> **Exercise instructions**:
Every line below between the line holding "Target: padlock" and the line holding "point(305, 183)", inclusive, should be repeated exactly, and all other lines omitted.

> **Task inputs**:
* * *
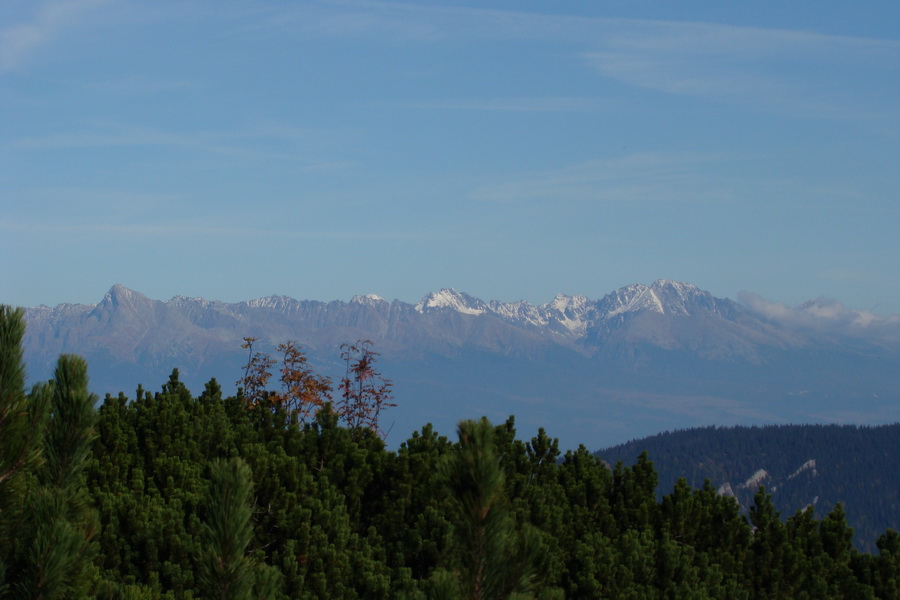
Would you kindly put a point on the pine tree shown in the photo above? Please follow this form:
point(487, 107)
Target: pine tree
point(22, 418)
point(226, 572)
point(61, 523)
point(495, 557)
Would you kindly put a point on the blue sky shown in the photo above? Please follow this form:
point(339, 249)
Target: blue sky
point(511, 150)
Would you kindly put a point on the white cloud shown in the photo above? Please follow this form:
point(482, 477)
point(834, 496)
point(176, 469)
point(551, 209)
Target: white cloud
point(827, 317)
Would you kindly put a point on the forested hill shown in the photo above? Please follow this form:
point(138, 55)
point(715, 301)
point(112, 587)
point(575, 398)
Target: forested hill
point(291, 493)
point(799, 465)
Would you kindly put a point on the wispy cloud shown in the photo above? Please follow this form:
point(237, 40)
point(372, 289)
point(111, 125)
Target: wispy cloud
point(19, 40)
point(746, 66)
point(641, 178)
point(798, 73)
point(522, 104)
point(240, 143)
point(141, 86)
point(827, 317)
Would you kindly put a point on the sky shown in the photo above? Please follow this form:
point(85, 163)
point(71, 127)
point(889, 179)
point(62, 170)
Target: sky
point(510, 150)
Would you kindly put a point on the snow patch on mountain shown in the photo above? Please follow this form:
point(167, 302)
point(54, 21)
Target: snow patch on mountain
* * *
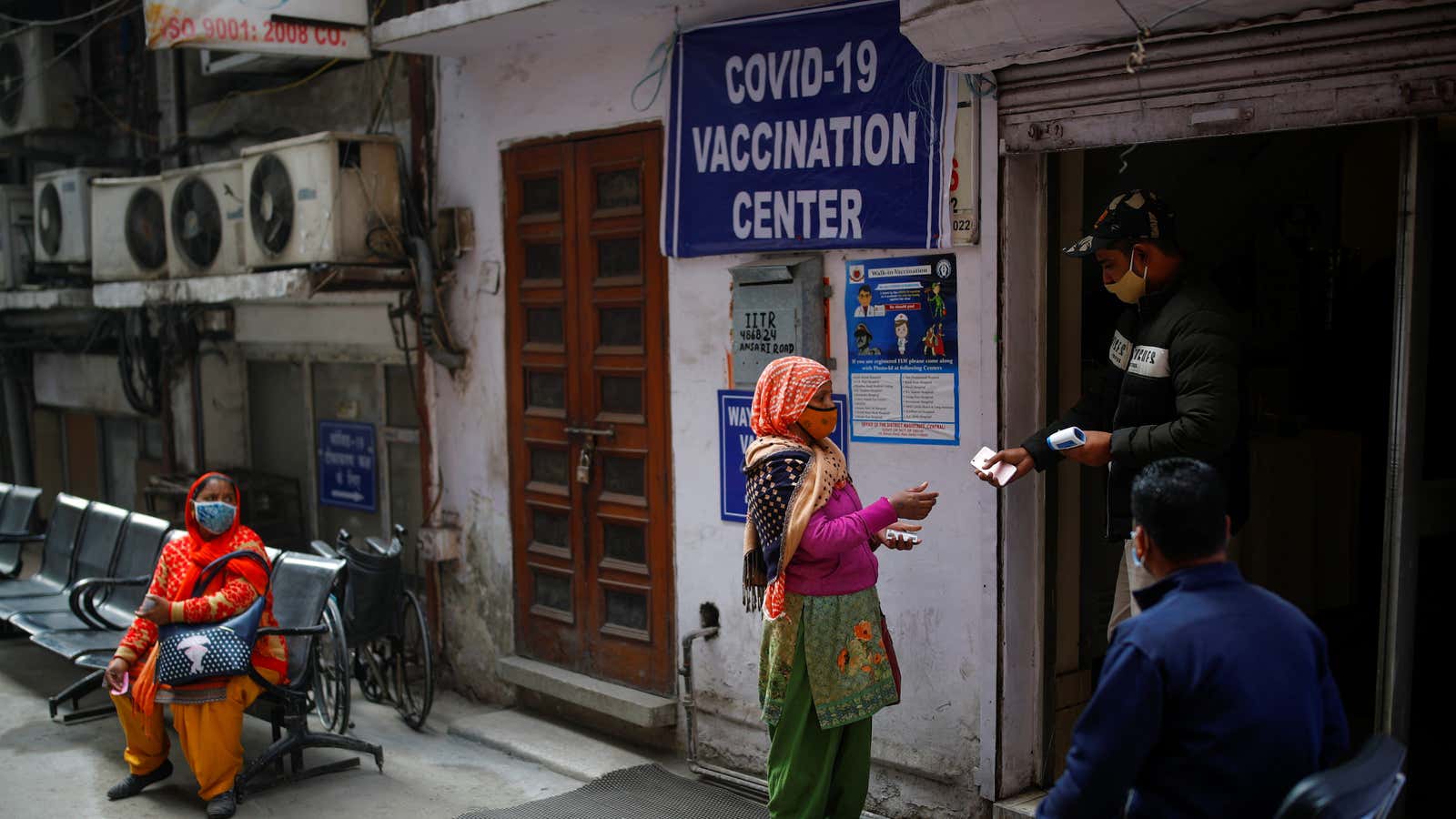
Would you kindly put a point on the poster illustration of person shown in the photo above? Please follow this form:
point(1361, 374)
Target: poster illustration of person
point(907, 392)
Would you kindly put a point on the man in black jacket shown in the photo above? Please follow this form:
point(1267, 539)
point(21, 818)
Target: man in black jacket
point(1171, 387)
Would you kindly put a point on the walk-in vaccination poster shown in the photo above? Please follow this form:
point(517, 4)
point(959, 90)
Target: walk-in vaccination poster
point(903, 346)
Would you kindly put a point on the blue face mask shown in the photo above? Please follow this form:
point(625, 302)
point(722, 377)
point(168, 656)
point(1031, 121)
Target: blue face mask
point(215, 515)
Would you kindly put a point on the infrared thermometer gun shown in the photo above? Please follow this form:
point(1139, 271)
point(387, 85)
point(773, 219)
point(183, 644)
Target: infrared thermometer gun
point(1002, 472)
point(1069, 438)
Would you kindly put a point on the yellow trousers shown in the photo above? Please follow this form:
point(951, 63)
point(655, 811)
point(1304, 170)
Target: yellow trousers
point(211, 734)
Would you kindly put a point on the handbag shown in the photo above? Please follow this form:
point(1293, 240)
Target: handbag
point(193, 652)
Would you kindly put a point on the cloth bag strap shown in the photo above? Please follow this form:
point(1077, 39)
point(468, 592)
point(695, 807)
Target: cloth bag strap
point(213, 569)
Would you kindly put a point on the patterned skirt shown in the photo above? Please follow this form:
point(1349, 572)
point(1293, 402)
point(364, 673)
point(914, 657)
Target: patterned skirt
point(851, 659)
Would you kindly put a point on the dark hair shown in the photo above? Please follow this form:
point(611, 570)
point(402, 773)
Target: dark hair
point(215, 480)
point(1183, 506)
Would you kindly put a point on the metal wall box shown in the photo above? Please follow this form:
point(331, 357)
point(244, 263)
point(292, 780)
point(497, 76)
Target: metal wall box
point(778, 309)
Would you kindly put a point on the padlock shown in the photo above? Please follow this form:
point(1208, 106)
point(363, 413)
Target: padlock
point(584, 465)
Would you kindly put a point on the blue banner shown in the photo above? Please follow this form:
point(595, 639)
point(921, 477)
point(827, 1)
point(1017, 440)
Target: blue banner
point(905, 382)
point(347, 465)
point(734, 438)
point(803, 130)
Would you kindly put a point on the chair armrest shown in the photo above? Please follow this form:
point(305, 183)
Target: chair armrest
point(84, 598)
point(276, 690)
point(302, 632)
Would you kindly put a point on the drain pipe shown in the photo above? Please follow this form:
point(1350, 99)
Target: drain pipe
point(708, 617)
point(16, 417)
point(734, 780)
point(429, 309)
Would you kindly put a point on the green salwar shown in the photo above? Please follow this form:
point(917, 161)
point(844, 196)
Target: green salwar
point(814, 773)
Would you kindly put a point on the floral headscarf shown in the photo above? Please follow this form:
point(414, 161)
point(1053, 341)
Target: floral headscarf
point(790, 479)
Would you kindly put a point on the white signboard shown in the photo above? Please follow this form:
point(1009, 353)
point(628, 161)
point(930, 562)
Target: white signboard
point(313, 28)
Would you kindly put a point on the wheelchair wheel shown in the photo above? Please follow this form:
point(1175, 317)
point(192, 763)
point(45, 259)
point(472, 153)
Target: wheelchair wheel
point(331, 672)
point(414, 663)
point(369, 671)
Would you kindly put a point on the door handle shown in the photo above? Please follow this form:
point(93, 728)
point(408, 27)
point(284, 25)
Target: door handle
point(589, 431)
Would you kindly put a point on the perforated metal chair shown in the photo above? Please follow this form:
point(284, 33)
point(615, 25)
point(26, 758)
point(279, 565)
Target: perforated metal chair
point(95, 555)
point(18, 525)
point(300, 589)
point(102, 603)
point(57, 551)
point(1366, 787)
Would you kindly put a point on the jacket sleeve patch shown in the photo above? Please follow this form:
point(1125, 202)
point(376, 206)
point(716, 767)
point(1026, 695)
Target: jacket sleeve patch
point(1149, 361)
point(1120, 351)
* * *
> **Answer to this exercise**:
Target: padlock
point(584, 465)
Would you kindly put a point on the blue banner shown in the photo above? Please follow this form:
point(595, 639)
point(921, 477)
point(827, 1)
point(1017, 440)
Target: blue banner
point(905, 382)
point(347, 465)
point(734, 438)
point(803, 130)
Would you kindly put a point on the chair armrest shown in the photo above? Please follow this form:
point(305, 183)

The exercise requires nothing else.